━━ RECORDS SUPPLIED
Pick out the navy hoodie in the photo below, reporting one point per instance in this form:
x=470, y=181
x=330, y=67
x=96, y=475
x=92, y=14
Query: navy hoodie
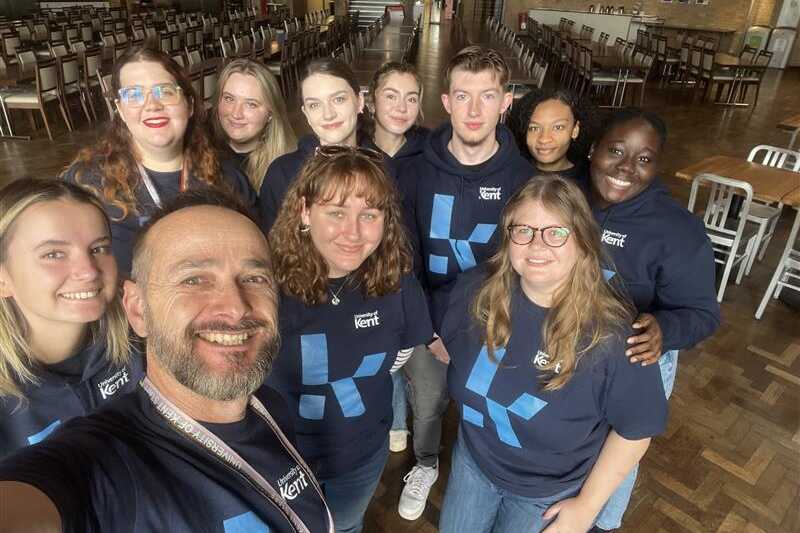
━━━━
• WHAT THE EXERCISE ASKS:
Repeat each line of the records exactly, dropping the pictures.

• WRITTEN SOLUTION:
Pick out the navy hoodie in the photo below, reporting one point per instance in this form:
x=470, y=181
x=330, y=67
x=96, y=475
x=92, y=14
Query: navy hoodie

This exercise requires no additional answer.